Requirement: Print all of the material below word for word, keeping every line unchanged and in its original order.

Task material:
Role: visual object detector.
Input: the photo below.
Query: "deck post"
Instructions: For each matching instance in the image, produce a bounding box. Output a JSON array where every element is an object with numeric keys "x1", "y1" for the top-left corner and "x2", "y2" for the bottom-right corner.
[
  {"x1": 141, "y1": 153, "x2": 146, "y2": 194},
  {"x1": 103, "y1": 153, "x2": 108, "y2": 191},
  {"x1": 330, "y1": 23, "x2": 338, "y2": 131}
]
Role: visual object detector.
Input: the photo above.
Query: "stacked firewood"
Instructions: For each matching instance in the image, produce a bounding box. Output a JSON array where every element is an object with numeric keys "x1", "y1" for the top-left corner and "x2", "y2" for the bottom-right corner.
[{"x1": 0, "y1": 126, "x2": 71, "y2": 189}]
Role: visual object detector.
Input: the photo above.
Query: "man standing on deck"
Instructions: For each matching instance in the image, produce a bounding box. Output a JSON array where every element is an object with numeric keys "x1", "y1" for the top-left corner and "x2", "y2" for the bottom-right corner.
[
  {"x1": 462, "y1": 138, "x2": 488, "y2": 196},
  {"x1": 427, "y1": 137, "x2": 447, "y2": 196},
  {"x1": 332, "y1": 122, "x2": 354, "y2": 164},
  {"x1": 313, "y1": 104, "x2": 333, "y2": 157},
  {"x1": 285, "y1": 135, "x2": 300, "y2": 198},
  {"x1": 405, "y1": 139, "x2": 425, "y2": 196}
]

Problem solution:
Role: visual object detector.
Input: the photo below.
Query: "deck post"
Instructions: For each matching instance in the image, produce a bounding box. Output a JSON array where every element is an object with numeric keys "x1", "y1" for the top-left corner and "x2", "y2" for the bottom-right corner.
[
  {"x1": 141, "y1": 153, "x2": 146, "y2": 194},
  {"x1": 103, "y1": 153, "x2": 108, "y2": 191},
  {"x1": 330, "y1": 23, "x2": 338, "y2": 131}
]
Role: visual object detector.
Input: the photo above.
Query: "stacked firewood"
Instructions: For each matching instance in the image, produce a bounding box. Output a JSON array where every element is an object with numeric keys "x1", "y1" for the top-left corner and "x2", "y2" for the bottom-right corner.
[{"x1": 0, "y1": 126, "x2": 71, "y2": 189}]
Role: visual object detector.
Input: the photo above.
Query: "man standing on deck"
Instructions: For each matching instance in the image, produce a bounding box. Output a JSON array where every element is an object with numeric keys "x1", "y1" for the top-left corner and "x2", "y2" for the bottom-right corner.
[
  {"x1": 462, "y1": 138, "x2": 488, "y2": 196},
  {"x1": 427, "y1": 137, "x2": 447, "y2": 196},
  {"x1": 332, "y1": 122, "x2": 354, "y2": 164},
  {"x1": 313, "y1": 104, "x2": 333, "y2": 157},
  {"x1": 285, "y1": 135, "x2": 300, "y2": 198},
  {"x1": 405, "y1": 139, "x2": 425, "y2": 196}
]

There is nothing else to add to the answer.